What the task asks: Write down each entry again, exactly as it reads.

Phrase grounding data:
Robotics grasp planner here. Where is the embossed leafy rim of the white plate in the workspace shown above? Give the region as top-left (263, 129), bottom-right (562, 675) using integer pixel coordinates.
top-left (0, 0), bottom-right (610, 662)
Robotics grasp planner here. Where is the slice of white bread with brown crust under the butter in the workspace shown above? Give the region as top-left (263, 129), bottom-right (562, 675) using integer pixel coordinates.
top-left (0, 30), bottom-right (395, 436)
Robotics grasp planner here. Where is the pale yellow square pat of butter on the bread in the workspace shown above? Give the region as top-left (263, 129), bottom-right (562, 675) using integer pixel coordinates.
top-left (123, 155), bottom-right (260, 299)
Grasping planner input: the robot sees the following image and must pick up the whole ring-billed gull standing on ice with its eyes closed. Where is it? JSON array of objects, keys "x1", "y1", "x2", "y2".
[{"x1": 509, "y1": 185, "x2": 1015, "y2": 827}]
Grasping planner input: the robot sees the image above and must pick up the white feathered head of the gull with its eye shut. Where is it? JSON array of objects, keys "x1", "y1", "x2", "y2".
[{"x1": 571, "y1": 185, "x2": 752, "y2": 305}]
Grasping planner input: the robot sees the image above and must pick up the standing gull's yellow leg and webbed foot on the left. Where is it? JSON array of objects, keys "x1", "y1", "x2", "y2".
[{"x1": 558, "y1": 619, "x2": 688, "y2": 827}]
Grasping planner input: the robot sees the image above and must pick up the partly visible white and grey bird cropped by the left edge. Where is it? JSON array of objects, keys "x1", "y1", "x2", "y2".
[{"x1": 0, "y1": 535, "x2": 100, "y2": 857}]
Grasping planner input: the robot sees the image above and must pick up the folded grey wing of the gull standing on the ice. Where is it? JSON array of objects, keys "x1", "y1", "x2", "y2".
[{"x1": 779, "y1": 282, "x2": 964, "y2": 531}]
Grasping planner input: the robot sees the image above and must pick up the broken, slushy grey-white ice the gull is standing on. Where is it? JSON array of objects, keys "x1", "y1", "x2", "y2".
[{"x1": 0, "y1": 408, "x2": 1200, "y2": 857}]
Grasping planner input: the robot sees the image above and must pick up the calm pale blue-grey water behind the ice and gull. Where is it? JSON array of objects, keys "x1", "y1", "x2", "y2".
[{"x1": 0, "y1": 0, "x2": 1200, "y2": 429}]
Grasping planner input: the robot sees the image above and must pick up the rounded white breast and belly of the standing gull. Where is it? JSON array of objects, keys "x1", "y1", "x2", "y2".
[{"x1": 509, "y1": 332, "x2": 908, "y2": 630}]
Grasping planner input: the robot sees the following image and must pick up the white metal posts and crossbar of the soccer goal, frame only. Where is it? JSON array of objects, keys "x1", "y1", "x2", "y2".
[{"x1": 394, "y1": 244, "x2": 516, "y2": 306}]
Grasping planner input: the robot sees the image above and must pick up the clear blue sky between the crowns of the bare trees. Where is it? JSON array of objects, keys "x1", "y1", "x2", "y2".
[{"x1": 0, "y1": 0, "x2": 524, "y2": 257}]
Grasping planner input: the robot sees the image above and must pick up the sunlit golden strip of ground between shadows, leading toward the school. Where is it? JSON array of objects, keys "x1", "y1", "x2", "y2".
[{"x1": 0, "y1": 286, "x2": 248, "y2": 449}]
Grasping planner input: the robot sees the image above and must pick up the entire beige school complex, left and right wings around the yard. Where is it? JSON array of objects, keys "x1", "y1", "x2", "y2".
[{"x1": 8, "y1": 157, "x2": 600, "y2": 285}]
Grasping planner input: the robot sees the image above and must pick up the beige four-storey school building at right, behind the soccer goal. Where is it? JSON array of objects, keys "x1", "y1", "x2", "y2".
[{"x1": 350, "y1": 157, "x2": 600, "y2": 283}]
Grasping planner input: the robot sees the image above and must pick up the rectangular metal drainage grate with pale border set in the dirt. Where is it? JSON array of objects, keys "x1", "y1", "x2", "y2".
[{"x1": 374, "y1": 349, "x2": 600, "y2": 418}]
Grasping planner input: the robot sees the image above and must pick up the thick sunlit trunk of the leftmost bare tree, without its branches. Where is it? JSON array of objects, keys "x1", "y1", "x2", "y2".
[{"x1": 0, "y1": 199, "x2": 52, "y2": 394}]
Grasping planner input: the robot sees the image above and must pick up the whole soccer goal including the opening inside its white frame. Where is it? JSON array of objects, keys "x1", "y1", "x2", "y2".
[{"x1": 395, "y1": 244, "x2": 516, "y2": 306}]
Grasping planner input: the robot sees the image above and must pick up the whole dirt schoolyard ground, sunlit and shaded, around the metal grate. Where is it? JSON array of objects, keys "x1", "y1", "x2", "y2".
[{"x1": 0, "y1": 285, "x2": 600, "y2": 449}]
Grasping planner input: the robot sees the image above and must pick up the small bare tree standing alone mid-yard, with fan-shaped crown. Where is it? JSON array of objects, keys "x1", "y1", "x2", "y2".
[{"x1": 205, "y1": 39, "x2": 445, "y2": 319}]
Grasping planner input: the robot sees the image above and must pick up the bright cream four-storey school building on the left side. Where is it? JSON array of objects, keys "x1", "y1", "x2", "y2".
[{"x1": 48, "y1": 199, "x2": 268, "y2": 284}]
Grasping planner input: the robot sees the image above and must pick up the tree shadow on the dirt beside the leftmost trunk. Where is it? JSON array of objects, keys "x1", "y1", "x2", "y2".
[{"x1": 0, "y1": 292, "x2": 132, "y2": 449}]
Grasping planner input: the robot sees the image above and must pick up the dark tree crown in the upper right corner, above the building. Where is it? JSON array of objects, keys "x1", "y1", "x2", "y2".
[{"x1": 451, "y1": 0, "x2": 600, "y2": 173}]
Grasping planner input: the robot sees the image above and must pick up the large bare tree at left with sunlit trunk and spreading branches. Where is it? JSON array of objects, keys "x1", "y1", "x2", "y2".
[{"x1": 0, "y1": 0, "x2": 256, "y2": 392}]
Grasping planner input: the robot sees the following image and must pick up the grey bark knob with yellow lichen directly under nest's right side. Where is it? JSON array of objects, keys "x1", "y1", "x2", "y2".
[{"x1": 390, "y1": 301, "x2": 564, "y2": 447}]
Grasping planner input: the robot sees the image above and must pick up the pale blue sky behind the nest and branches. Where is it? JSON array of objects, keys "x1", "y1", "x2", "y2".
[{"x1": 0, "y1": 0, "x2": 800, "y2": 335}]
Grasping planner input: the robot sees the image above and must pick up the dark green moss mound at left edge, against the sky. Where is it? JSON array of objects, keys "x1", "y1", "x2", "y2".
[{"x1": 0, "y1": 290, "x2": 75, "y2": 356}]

Output of the task:
Robotics grasp planner here. Where is the embossed leafy rim of the white plate in the workspace shown above? Give the region as top-left (263, 129), bottom-right (562, 675) using integer pixel coordinates.
top-left (0, 0), bottom-right (610, 662)
Robotics grasp planner here. Where is the slice of white bread with brown crust under the butter in the workspace shown above? Give the region as top-left (263, 129), bottom-right (562, 675) using integer pixel coordinates.
top-left (0, 30), bottom-right (395, 436)
Robotics grasp planner here. Where is the pale yellow square pat of butter on the bread in the workspace shown above? Give the region as top-left (263, 129), bottom-right (562, 675) using integer pixel coordinates.
top-left (123, 155), bottom-right (260, 299)
Grasping planner input: the robot sees the following image and must pick up the whole ring-billed gull standing on ice with its eyes closed. Where is it? JSON array of objects, keys "x1", "y1", "x2", "y2".
[{"x1": 509, "y1": 185, "x2": 1015, "y2": 827}]
Grasping planner input: the robot sees the image above and must pick up the white feathered head of the gull with its eye shut. Where is it? JSON array of objects, keys "x1", "y1", "x2", "y2".
[{"x1": 571, "y1": 185, "x2": 752, "y2": 305}]
Grasping planner input: the robot sees the image above and must pick up the standing gull's yellow leg and webbed foot on the left. Where is it? JSON array of objects, keys "x1", "y1", "x2", "y2".
[{"x1": 558, "y1": 619, "x2": 688, "y2": 827}]
Grasping planner input: the robot sees the image above and must pick up the partly visible white and grey bird cropped by the left edge. Where is it? JSON array of objects, keys "x1", "y1", "x2", "y2".
[{"x1": 0, "y1": 535, "x2": 100, "y2": 857}]
Grasping planner input: the robot sees the image above and must pick up the folded grey wing of the gull standing on the ice. Where is it? JSON array of objects, keys "x1", "y1", "x2", "y2".
[{"x1": 779, "y1": 282, "x2": 964, "y2": 531}]
Grasping planner input: the robot sees the image above and must pick up the broken, slushy grey-white ice the gull is standing on. Where is it? JSON array of objects, keys "x1", "y1", "x2", "y2".
[{"x1": 0, "y1": 408, "x2": 1200, "y2": 857}]
Grasping planner input: the robot sees the image above and must pick up the calm pale blue-grey water behind the ice and gull. Where is it? JSON array of objects, keys "x1", "y1", "x2", "y2".
[{"x1": 0, "y1": 0, "x2": 1200, "y2": 429}]
Grasping planner input: the robot sees the image above and must pick up the rounded white breast and belly of the standing gull. Where is it? JSON array of objects, keys "x1", "y1", "x2", "y2".
[{"x1": 509, "y1": 332, "x2": 908, "y2": 630}]
Grasping planner input: the robot sees the following image and must pick up the white metal posts and crossbar of the soccer goal, frame only. Where is it? JSON array of objects, keys "x1", "y1", "x2", "y2".
[{"x1": 394, "y1": 244, "x2": 516, "y2": 306}]
Grasping planner input: the robot sees the image above and must pick up the clear blue sky between the crowns of the bare trees. Where is it? JSON array of objects, keys "x1", "y1", "x2", "y2".
[{"x1": 0, "y1": 0, "x2": 524, "y2": 257}]
Grasping planner input: the robot sees the image above and must pick up the sunlit golden strip of ground between shadows, leading toward the school. Where is it? JSON array of objects, keys "x1", "y1", "x2", "y2".
[{"x1": 0, "y1": 286, "x2": 248, "y2": 449}]
Grasping planner input: the robot sees the image above and must pick up the entire beige school complex, left and right wings around the yard. Where is it? JSON array of objects, keys "x1", "y1", "x2", "y2".
[{"x1": 8, "y1": 157, "x2": 600, "y2": 285}]
Grasping planner input: the robot sees the image above and must pick up the beige four-storey school building at right, behind the soccer goal. Where is it? JSON array of objects, keys "x1", "y1", "x2", "y2".
[{"x1": 350, "y1": 157, "x2": 600, "y2": 283}]
Grasping planner input: the robot sees the image above and must pick up the rectangular metal drainage grate with pale border set in the dirt. Where is it? JSON array of objects, keys "x1", "y1", "x2", "y2".
[{"x1": 374, "y1": 349, "x2": 600, "y2": 418}]
Grasping planner input: the robot sees the image above and must pick up the thick sunlit trunk of the leftmost bare tree, without its branches. Where is it? JSON array of objects, keys "x1", "y1", "x2", "y2".
[{"x1": 0, "y1": 199, "x2": 52, "y2": 394}]
Grasping planner input: the robot sees the image above and must pick up the whole soccer goal including the opening inside its white frame. Where is it? JSON array of objects, keys "x1", "y1", "x2", "y2".
[{"x1": 395, "y1": 244, "x2": 516, "y2": 306}]
Grasping planner input: the robot sees the image above and must pick up the whole dirt schoolyard ground, sunlit and shaded, around the metal grate. Where is it? JSON array of objects, keys "x1", "y1", "x2", "y2".
[{"x1": 0, "y1": 285, "x2": 600, "y2": 449}]
Grasping planner input: the robot sees the image above and must pick up the small bare tree standing alone mid-yard, with fan-shaped crown. Where is it? JSON array of objects, keys "x1", "y1", "x2", "y2".
[{"x1": 205, "y1": 39, "x2": 445, "y2": 319}]
Grasping planner input: the robot sees the image above and must pick up the bright cream four-storey school building on the left side. Where is it? JSON array of objects, keys "x1", "y1", "x2", "y2".
[{"x1": 48, "y1": 199, "x2": 268, "y2": 284}]
Grasping planner input: the robot sees the image above and must pick up the tree shadow on the dirt beside the leftmost trunk. Where is it? JSON array of objects, keys "x1", "y1", "x2", "y2".
[{"x1": 0, "y1": 292, "x2": 132, "y2": 449}]
Grasping planner input: the robot sees the image above and must pick up the dark tree crown in the upper right corner, above the building. Where is it? JSON array of objects, keys "x1", "y1", "x2", "y2".
[{"x1": 451, "y1": 0, "x2": 600, "y2": 173}]
Grasping planner input: the robot sees the image above and must pick up the large bare tree at left with sunlit trunk and spreading branches. Where is it? JSON array of objects, keys "x1", "y1", "x2", "y2".
[{"x1": 0, "y1": 0, "x2": 256, "y2": 392}]
Grasping planner input: the robot sees the following image and must pick up the grey bark knob with yellow lichen directly under nest's right side. Where is it? JSON array of objects, keys "x1", "y1", "x2", "y2".
[{"x1": 390, "y1": 301, "x2": 564, "y2": 447}]
Grasping planner input: the robot sees the image above and must pick up the pale blue sky behind the nest and branches. Where is it? JSON array of objects, keys "x1", "y1", "x2", "y2".
[{"x1": 0, "y1": 0, "x2": 800, "y2": 335}]
Grasping planner input: the robot sees the image above and must pick up the dark green moss mound at left edge, against the sky. Where is it? JSON array of objects, keys "x1", "y1", "x2", "y2".
[{"x1": 0, "y1": 290, "x2": 75, "y2": 356}]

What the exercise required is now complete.